## YOUR ASSIGNMENT
Search through the entries for the word "brown" and copy every line that has it.

Stored data entries
- Opening Delimiter -
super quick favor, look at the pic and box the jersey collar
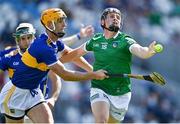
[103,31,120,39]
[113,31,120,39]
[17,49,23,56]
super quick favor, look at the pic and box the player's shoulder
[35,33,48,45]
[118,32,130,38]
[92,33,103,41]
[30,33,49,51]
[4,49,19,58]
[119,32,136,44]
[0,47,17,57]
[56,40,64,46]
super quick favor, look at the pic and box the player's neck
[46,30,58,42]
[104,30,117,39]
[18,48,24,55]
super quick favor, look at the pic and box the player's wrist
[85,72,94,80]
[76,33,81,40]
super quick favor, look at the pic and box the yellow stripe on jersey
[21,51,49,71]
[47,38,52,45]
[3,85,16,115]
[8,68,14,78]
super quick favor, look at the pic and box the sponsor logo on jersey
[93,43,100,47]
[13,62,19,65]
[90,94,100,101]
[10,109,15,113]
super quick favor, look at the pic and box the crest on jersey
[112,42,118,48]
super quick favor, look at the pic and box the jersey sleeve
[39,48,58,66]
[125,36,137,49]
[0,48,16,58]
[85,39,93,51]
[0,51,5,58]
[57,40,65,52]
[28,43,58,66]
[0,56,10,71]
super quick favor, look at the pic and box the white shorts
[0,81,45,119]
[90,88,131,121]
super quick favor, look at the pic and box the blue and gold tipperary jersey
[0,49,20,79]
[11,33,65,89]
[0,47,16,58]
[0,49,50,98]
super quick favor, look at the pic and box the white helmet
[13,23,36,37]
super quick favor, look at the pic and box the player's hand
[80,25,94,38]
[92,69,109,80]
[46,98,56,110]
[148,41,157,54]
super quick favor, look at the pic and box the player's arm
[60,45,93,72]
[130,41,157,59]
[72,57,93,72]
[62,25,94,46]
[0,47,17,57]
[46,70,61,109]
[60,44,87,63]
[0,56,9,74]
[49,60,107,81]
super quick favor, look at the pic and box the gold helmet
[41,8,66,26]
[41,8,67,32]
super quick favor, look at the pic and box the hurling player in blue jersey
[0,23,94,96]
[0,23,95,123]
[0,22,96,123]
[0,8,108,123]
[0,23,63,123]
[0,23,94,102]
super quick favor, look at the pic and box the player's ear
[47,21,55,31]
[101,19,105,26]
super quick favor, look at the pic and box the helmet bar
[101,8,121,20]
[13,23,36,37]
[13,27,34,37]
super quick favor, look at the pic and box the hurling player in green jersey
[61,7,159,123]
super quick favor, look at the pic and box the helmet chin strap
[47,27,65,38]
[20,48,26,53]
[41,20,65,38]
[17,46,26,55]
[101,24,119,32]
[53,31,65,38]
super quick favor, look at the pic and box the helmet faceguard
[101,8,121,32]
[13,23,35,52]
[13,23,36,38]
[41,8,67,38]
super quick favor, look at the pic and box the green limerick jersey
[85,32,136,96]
- Closing Delimiter -
- Opening Delimiter -
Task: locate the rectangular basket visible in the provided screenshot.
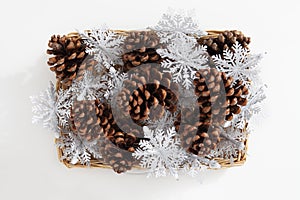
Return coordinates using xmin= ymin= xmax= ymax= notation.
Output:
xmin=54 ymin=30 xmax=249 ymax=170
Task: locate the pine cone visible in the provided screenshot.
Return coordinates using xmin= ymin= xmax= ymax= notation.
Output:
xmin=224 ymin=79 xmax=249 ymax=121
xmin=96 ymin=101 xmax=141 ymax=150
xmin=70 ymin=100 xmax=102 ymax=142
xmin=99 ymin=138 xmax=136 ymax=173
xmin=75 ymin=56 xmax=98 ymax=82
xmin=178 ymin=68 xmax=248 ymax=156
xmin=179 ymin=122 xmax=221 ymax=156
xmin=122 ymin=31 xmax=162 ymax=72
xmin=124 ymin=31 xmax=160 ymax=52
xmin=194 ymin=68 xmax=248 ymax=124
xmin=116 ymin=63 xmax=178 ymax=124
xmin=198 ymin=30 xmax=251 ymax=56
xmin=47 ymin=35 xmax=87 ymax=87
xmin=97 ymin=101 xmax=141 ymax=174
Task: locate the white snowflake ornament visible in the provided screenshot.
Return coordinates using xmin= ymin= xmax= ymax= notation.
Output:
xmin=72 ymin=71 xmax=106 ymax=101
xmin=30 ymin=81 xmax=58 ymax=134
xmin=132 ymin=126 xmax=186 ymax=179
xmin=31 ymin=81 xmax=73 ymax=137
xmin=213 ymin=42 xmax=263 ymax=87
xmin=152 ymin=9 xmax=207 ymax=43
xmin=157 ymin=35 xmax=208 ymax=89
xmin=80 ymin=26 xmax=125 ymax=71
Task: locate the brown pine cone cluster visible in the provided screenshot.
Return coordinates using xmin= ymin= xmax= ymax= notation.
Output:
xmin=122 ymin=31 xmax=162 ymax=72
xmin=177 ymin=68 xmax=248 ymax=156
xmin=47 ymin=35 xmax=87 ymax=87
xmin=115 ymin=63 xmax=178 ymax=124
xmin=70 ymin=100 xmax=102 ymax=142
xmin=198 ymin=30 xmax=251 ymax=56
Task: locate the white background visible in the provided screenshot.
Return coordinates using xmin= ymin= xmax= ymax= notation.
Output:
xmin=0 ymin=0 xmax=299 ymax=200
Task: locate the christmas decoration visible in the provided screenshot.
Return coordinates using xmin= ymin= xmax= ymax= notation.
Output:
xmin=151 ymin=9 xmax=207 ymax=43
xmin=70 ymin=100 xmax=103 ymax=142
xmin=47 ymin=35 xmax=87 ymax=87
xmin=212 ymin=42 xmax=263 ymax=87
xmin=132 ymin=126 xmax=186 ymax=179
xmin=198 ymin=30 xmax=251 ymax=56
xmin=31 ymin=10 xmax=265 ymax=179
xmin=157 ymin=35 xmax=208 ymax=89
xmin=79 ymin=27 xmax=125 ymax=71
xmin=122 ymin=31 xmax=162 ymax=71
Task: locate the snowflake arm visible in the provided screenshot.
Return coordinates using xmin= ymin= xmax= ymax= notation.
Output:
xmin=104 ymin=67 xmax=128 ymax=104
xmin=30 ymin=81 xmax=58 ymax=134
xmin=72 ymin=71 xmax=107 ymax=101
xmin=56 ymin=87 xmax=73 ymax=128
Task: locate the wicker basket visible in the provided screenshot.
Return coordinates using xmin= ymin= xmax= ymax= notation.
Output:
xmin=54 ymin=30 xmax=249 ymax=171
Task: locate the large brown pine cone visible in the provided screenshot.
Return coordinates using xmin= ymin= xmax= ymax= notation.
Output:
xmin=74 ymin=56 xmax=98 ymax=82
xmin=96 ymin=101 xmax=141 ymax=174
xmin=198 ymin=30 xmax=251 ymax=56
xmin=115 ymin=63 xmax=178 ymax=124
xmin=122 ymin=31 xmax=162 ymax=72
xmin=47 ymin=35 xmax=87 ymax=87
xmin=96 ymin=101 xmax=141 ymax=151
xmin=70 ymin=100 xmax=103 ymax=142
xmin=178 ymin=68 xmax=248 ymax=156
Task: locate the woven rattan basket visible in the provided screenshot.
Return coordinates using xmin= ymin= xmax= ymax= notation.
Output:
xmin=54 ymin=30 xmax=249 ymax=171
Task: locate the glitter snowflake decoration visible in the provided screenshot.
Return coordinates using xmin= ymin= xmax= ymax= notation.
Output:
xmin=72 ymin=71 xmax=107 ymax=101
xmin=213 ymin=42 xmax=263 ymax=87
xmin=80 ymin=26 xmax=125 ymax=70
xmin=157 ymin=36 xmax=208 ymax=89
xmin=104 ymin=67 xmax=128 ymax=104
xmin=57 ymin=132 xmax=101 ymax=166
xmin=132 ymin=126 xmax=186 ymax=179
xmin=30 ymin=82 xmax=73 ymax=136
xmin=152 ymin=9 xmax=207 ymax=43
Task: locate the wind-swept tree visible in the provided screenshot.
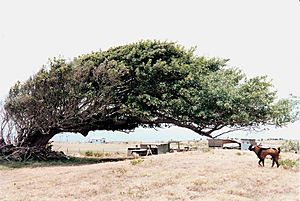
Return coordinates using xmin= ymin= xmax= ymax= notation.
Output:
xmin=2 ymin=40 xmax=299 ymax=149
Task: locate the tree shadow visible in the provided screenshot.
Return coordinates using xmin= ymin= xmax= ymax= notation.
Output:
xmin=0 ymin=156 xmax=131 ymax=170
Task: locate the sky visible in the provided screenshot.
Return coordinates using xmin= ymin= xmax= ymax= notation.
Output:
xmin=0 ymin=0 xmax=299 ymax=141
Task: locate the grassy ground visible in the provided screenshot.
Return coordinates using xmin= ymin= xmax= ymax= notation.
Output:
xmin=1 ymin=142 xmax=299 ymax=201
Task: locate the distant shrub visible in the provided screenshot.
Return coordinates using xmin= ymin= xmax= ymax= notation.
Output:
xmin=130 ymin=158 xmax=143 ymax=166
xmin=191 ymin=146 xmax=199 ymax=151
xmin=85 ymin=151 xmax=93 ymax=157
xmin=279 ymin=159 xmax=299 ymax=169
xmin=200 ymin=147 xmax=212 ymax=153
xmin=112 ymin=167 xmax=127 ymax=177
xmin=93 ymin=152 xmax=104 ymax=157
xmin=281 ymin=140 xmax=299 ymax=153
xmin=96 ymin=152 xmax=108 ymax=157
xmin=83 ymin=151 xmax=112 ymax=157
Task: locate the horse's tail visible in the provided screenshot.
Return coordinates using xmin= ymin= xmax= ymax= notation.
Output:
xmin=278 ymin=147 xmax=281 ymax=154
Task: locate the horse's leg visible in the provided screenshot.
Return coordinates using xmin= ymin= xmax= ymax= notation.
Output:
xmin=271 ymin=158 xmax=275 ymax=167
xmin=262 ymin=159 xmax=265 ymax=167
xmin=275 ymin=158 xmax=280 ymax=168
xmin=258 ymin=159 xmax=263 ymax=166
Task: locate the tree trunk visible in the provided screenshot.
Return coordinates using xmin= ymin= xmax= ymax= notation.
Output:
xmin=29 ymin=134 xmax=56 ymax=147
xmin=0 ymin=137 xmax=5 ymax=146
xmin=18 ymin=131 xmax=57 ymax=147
- Closing Delimiter -
- Opening Delimiter -
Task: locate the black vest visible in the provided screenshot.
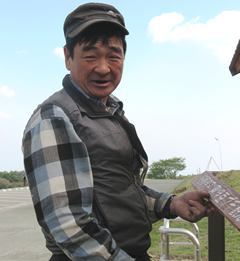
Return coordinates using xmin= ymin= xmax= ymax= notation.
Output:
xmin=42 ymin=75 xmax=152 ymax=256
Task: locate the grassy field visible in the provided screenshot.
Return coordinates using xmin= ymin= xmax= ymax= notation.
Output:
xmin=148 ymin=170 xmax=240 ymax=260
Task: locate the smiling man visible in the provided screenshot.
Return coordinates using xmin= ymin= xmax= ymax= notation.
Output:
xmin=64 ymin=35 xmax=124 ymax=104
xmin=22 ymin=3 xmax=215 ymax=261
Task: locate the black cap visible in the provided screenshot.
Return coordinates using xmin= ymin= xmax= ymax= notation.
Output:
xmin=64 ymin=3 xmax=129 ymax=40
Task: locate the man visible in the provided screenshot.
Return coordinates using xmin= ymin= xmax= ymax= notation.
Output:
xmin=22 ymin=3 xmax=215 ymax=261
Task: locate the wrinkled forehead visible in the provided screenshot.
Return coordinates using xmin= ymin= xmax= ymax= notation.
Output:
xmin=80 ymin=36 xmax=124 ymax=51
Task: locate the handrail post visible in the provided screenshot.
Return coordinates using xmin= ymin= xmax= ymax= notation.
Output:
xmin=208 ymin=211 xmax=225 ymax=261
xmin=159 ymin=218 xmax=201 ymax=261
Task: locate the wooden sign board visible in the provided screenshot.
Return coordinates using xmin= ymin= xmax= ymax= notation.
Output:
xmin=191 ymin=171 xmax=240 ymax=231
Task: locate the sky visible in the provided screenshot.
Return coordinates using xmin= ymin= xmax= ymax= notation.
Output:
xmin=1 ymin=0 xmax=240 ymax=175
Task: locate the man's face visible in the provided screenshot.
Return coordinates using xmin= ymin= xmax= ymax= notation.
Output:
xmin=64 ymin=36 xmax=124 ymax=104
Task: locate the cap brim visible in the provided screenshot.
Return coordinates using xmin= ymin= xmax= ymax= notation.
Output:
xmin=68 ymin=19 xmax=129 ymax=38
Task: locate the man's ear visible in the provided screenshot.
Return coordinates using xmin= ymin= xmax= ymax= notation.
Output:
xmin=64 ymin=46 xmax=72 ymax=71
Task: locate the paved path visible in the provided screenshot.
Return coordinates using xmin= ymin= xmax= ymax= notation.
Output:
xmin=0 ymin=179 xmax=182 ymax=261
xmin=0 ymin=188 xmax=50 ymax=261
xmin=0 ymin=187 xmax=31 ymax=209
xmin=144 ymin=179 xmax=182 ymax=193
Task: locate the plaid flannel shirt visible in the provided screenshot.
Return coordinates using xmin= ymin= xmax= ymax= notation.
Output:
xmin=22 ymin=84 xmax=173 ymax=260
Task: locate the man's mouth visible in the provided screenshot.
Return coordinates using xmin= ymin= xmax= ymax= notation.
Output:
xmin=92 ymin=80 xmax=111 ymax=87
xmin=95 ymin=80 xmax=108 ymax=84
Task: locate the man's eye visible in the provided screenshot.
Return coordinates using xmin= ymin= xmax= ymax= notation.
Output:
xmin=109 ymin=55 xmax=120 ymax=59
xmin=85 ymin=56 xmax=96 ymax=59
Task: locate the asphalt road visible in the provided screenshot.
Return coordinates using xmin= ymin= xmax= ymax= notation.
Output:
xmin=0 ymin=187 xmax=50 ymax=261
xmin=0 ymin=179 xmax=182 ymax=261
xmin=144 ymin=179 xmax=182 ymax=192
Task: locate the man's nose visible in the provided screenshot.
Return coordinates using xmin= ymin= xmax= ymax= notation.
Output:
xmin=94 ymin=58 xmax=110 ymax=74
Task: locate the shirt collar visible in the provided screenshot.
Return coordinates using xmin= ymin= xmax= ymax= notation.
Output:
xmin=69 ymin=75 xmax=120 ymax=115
- Closing Delimiter -
## EXPECTED ANSWER
Task: locate the brown pine cone cluster visible in the provided screenshot.
Task: locate the large brown pine cone visible in the provided screenshot.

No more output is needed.